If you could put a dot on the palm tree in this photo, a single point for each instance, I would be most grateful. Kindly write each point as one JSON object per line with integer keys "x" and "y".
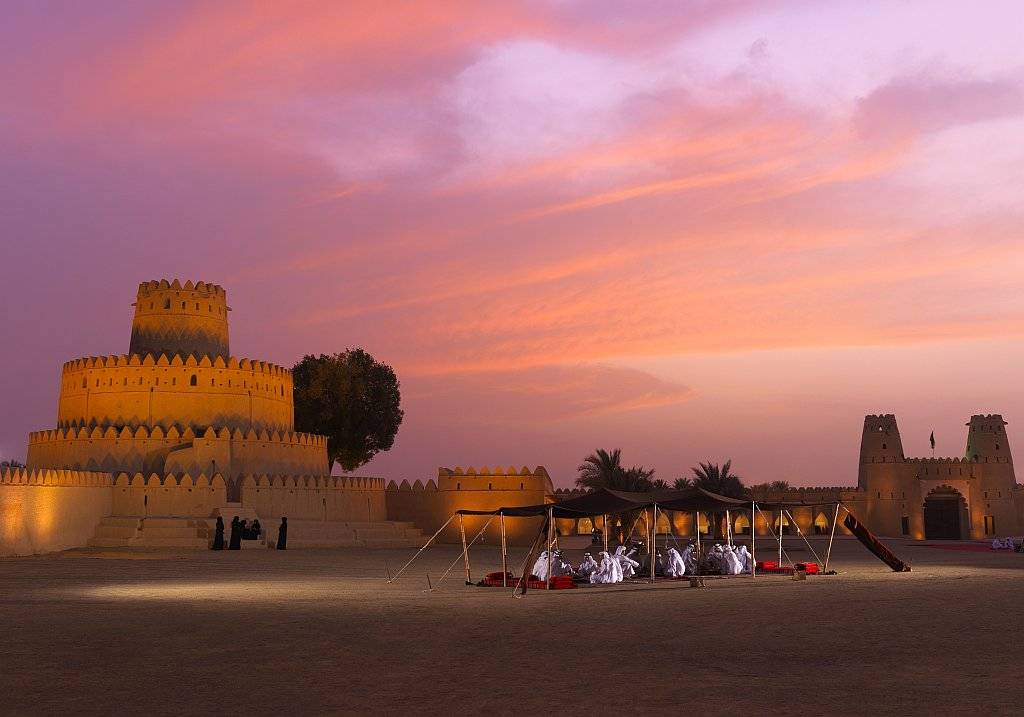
{"x": 600, "y": 469}
{"x": 718, "y": 479}
{"x": 604, "y": 469}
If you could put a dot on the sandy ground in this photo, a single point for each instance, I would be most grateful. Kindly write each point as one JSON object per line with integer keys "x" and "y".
{"x": 314, "y": 631}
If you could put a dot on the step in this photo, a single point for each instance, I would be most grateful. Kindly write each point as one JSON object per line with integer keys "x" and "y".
{"x": 193, "y": 543}
{"x": 388, "y": 543}
{"x": 116, "y": 531}
{"x": 112, "y": 542}
{"x": 117, "y": 520}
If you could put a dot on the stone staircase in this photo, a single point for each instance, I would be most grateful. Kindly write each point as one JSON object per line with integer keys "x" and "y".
{"x": 117, "y": 532}
{"x": 317, "y": 534}
{"x": 197, "y": 534}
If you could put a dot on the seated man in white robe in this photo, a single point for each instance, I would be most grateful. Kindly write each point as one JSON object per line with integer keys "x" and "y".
{"x": 559, "y": 566}
{"x": 744, "y": 557}
{"x": 731, "y": 564}
{"x": 541, "y": 566}
{"x": 628, "y": 564}
{"x": 607, "y": 572}
{"x": 675, "y": 566}
{"x": 588, "y": 567}
{"x": 690, "y": 559}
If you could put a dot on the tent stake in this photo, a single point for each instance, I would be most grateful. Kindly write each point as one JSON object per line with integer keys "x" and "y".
{"x": 429, "y": 541}
{"x": 653, "y": 541}
{"x": 505, "y": 555}
{"x": 780, "y": 537}
{"x": 465, "y": 550}
{"x": 754, "y": 533}
{"x": 551, "y": 533}
{"x": 832, "y": 537}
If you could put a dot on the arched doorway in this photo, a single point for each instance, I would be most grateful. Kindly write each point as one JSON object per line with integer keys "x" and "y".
{"x": 942, "y": 513}
{"x": 742, "y": 526}
{"x": 820, "y": 524}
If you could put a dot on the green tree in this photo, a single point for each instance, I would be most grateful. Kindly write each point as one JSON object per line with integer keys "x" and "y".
{"x": 604, "y": 469}
{"x": 352, "y": 399}
{"x": 719, "y": 479}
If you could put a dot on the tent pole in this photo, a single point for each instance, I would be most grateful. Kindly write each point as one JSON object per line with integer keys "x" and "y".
{"x": 425, "y": 545}
{"x": 505, "y": 554}
{"x": 780, "y": 537}
{"x": 832, "y": 538}
{"x": 465, "y": 549}
{"x": 754, "y": 533}
{"x": 653, "y": 540}
{"x": 696, "y": 528}
{"x": 551, "y": 534}
{"x": 470, "y": 544}
{"x": 802, "y": 536}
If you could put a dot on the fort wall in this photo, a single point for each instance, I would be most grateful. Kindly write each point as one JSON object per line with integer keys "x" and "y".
{"x": 178, "y": 451}
{"x": 429, "y": 506}
{"x": 48, "y": 510}
{"x": 132, "y": 390}
{"x": 315, "y": 498}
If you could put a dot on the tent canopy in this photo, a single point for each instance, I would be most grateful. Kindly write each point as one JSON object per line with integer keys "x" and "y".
{"x": 607, "y": 502}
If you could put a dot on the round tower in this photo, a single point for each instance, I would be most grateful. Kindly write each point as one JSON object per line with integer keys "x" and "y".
{"x": 176, "y": 320}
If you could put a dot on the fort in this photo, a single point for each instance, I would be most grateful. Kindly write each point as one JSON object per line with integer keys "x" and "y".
{"x": 152, "y": 446}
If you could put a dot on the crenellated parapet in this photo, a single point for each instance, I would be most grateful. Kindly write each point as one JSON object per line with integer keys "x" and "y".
{"x": 498, "y": 478}
{"x": 162, "y": 390}
{"x": 48, "y": 476}
{"x": 180, "y": 319}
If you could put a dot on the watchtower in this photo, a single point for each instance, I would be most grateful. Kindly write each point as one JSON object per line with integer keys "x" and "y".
{"x": 986, "y": 439}
{"x": 172, "y": 319}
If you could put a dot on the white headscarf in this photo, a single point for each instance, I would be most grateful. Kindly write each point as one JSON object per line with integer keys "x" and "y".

· · · · ·

▸ **Task brief**: What you return should be the entries from above, unchanged and without their images.

▸ **Task answer**:
If you could put a dot on the palm tree in this photo, a single point for each instance, I would be most grateful. Kindly write each point as one JSON object per line with integer keys "x" and "y".
{"x": 600, "y": 469}
{"x": 718, "y": 479}
{"x": 604, "y": 469}
If you could put a dot on the sandy ground in this photo, a single point for each instance, I would be most grateful. Kindly write each point as one JSON object per line with integer keys "x" and "y".
{"x": 314, "y": 631}
If you could put a dot on the step in this photo, a single point for each instance, I would be most grateful. Kindly write each point as one JSON object per line with integer keys "x" and "y".
{"x": 193, "y": 543}
{"x": 388, "y": 543}
{"x": 116, "y": 531}
{"x": 112, "y": 542}
{"x": 117, "y": 520}
If you could put a dot on the stone staircase in this photo, a single point for each instance, I would be most grateful. Kindly write each point as one JSON object per line with integer keys "x" and "y".
{"x": 117, "y": 532}
{"x": 317, "y": 534}
{"x": 197, "y": 534}
If you could put a dot on the seated man in white robe in this photo, a single point for each instance, I would be most grateful. Kindly write each point as one JSON object per line with integer keys "x" and "y".
{"x": 559, "y": 566}
{"x": 744, "y": 557}
{"x": 731, "y": 564}
{"x": 541, "y": 566}
{"x": 628, "y": 564}
{"x": 607, "y": 572}
{"x": 675, "y": 566}
{"x": 588, "y": 567}
{"x": 690, "y": 559}
If you could put a dot on the tent stake in this photo, a single point for each instance, I would be most grateful. Kindly write each point as one JSON object per line with integer keys "x" and "y".
{"x": 429, "y": 541}
{"x": 653, "y": 541}
{"x": 505, "y": 555}
{"x": 780, "y": 537}
{"x": 465, "y": 550}
{"x": 754, "y": 533}
{"x": 551, "y": 533}
{"x": 832, "y": 537}
If you could put a dot on the arched doorway in this photo, a single point for each instance, I would be most grateful. Kindly write each point as one JSON object per line with integer keys "x" and "y".
{"x": 942, "y": 513}
{"x": 742, "y": 526}
{"x": 820, "y": 524}
If you could put a dot on the green tree in this photo, a single point for each instance, I would be most grateful. Kindly write each point as one JSON object per line with integer keys "x" and "y".
{"x": 604, "y": 469}
{"x": 352, "y": 399}
{"x": 719, "y": 479}
If you could put a dot on the tent pole in this photo, a single point for each instance, I would be most grateful. Kindly write each point as one JSON object per line with integer keys "x" and "y".
{"x": 425, "y": 545}
{"x": 505, "y": 554}
{"x": 780, "y": 537}
{"x": 832, "y": 538}
{"x": 465, "y": 549}
{"x": 754, "y": 533}
{"x": 653, "y": 540}
{"x": 696, "y": 528}
{"x": 551, "y": 534}
{"x": 470, "y": 544}
{"x": 802, "y": 536}
If you could put a dot on the fort wall in this photo, a single point for each instance, I would be most grateful. Kindly write each point as one JSON object per line with integer keys "x" and "y".
{"x": 178, "y": 451}
{"x": 429, "y": 506}
{"x": 48, "y": 510}
{"x": 132, "y": 390}
{"x": 315, "y": 498}
If you could put a dot on the tent canopy in this photo, a single point for each instance, I would be most grateful. Kindly write each point as one JSON object per line with integer keys "x" and "y".
{"x": 607, "y": 502}
If you could put a dot on the round tower in this photo, a single point for each instance, I would be most grateful. Kindly write each point as one JSON object per line with integer keys "x" and "y".
{"x": 176, "y": 320}
If you could put a dot on the fort in this photo, a single point for each instance, I would be most grateful. Kindly write each point as one JSON object per line with integer keys "x" and "y".
{"x": 152, "y": 446}
If you could put a dot on the crenellated parapet in this photo, a single point for each instance, I would be most grateful. Kindly write each point as one JSON object per line with integer keys "x" and "y".
{"x": 498, "y": 478}
{"x": 162, "y": 390}
{"x": 48, "y": 476}
{"x": 180, "y": 319}
If you could put a dot on the watchtower in this photo, a single point for each instance, I would be most grateful. Kindly write each point as one JSON object per line with integer keys "x" and "y".
{"x": 986, "y": 439}
{"x": 172, "y": 319}
If you could put a dot on the white headscarf in this photo, a single point for each instance, I would be most grateful. Kindly write each point as one JSON object per line with integer keys "x" and "y".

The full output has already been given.